AIM OF THE TASK:
Whenever a line in the entries below contains the string "snow", copy that line.

MATERIAL FOR THIS TASK:
· · · · · · ·
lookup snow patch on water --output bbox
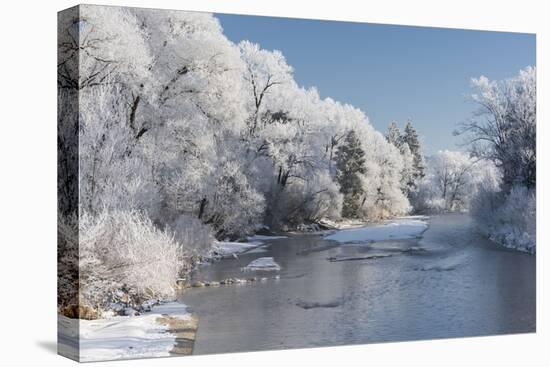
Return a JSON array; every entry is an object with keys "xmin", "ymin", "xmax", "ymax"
[
  {"xmin": 241, "ymin": 257, "xmax": 281, "ymax": 271},
  {"xmin": 325, "ymin": 218, "xmax": 428, "ymax": 244},
  {"xmin": 212, "ymin": 241, "xmax": 264, "ymax": 257}
]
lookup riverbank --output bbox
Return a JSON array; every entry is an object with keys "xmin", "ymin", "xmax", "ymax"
[{"xmin": 58, "ymin": 302, "xmax": 198, "ymax": 362}]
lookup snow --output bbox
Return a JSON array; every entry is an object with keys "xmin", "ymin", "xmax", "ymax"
[
  {"xmin": 241, "ymin": 257, "xmax": 281, "ymax": 271},
  {"xmin": 243, "ymin": 246, "xmax": 269, "ymax": 254},
  {"xmin": 58, "ymin": 302, "xmax": 192, "ymax": 362},
  {"xmin": 325, "ymin": 217, "xmax": 428, "ymax": 244},
  {"xmin": 212, "ymin": 240, "xmax": 264, "ymax": 257},
  {"xmin": 212, "ymin": 235, "xmax": 287, "ymax": 258}
]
· · · · · · ·
FINAL ANSWER:
lookup snow patch on water --output bbox
lookup snow --output bbox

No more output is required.